Pointing listing:
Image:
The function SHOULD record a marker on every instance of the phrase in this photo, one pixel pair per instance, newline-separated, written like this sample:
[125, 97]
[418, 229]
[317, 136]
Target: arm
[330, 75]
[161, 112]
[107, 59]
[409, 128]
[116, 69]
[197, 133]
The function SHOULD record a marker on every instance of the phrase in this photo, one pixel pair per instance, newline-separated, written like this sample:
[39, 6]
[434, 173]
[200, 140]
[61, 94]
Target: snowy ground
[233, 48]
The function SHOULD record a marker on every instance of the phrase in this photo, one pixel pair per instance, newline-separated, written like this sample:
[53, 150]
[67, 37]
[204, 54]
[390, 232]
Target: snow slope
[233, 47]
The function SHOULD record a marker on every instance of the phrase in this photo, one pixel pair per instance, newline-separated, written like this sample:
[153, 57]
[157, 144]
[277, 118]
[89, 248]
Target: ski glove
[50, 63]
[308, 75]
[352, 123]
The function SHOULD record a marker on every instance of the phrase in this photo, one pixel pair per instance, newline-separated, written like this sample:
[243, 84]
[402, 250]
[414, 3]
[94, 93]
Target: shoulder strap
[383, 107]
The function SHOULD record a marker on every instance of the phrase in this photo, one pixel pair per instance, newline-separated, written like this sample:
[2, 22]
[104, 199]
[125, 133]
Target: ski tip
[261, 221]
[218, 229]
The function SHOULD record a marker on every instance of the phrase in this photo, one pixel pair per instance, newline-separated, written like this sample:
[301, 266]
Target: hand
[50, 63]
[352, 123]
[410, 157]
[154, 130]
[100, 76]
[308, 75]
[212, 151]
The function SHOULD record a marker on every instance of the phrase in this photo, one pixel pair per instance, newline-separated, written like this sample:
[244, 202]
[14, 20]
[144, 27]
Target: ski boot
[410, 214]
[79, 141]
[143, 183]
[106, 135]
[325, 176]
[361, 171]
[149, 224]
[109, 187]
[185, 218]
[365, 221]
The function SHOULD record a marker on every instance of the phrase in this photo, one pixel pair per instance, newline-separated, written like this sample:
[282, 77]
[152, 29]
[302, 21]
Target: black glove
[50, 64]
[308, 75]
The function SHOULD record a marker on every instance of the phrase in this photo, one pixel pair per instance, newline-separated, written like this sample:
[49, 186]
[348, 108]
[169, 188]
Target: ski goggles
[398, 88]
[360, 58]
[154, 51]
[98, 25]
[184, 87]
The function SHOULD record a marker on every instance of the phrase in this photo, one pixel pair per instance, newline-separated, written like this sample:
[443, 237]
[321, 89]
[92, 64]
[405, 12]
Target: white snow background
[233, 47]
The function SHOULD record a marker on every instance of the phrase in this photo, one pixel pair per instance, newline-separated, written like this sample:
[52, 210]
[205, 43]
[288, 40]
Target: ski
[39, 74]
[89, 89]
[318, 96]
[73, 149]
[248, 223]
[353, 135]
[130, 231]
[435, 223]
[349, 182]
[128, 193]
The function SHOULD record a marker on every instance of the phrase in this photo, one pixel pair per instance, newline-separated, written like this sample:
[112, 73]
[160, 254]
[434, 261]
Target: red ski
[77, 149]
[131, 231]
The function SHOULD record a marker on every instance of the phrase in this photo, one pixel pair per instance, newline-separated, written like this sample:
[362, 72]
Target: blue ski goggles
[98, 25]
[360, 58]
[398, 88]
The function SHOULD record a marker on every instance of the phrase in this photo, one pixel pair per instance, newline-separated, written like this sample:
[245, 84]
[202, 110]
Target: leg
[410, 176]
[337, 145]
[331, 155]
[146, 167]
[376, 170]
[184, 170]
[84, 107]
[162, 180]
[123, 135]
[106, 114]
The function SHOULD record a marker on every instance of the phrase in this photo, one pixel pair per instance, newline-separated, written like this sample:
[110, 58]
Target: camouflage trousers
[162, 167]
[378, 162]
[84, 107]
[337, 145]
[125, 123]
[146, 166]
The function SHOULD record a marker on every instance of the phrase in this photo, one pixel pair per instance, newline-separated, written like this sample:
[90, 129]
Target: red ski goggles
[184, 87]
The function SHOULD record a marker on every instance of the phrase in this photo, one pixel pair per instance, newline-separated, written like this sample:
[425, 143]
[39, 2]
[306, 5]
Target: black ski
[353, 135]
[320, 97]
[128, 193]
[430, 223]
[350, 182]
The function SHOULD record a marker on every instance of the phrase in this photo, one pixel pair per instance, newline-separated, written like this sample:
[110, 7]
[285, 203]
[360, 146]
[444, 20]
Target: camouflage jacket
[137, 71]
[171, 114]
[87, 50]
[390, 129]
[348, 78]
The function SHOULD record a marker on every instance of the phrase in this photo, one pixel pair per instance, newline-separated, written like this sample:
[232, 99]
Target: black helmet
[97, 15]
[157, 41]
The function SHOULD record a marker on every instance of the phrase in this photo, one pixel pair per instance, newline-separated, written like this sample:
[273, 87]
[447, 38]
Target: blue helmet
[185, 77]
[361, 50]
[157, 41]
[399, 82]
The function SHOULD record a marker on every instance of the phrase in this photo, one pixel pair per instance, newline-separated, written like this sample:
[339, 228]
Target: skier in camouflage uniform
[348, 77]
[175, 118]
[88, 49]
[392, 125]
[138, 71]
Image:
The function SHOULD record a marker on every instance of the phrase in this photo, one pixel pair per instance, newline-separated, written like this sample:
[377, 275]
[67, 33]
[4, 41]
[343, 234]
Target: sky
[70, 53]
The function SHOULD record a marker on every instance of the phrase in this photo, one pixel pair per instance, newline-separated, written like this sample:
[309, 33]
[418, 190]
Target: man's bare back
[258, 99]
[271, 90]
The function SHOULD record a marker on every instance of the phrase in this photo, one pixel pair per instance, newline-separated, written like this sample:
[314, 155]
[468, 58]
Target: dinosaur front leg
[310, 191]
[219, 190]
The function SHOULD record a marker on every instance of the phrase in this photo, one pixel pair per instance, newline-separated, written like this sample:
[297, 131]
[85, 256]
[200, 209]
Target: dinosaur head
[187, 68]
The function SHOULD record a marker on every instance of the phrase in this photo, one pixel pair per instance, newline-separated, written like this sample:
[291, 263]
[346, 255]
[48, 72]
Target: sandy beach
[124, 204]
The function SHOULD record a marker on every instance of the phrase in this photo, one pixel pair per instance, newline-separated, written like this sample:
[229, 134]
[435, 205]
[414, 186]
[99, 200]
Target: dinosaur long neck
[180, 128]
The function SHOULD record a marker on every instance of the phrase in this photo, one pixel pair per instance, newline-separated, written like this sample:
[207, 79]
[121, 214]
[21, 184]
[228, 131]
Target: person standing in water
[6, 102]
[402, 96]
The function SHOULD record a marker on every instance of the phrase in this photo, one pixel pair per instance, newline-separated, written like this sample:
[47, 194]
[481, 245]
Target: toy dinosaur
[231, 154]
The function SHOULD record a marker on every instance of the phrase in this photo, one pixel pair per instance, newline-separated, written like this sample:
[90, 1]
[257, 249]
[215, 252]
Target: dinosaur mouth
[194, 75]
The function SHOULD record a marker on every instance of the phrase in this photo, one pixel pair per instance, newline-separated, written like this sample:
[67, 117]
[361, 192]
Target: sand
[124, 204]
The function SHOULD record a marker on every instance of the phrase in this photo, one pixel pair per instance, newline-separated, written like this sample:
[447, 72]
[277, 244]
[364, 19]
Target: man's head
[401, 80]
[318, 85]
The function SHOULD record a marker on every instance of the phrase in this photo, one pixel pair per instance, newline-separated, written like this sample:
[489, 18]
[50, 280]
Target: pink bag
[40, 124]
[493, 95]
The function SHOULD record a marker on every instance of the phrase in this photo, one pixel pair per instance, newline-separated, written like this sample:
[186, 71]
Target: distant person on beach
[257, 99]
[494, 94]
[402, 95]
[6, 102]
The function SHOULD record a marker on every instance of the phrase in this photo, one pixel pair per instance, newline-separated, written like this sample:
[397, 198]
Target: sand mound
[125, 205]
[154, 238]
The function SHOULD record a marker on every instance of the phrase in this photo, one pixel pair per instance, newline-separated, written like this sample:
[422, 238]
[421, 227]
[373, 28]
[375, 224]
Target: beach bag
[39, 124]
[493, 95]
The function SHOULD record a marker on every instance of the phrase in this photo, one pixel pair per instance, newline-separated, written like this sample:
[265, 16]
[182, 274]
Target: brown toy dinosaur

**GIVEN PROBLEM**
Find each line in the listing above that contains the word "goggles", matching case exactly, and copy those lines.

**COMPLETED EXERCISE**
Target: ski goggles
Target: blue ski goggles
Target: red ski goggles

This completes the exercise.